Work instruction
The required output is the exact run of lines from the one that contains "--target stack of bracelets" to the end of the data, with every picture left out.
-------
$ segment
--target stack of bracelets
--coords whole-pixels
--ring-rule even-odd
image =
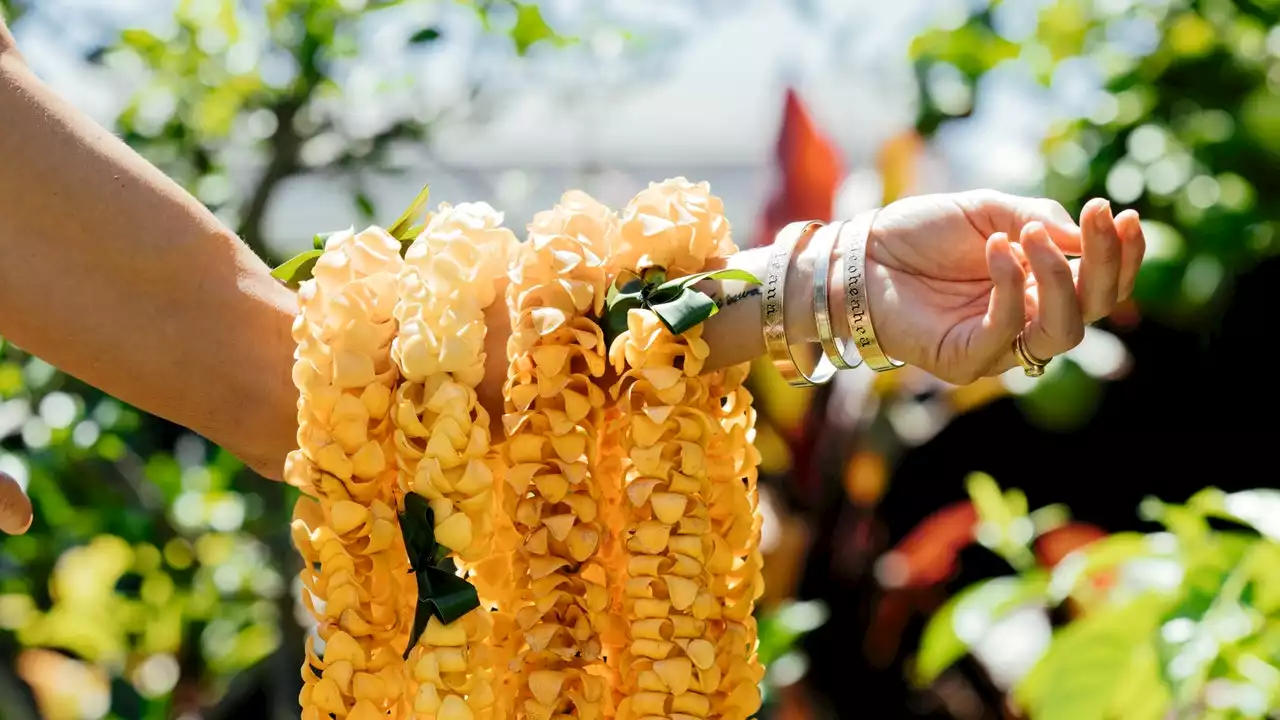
-------
Written solution
--target stack of bracelets
--coords whole-pixels
--ring-rule even-odd
image =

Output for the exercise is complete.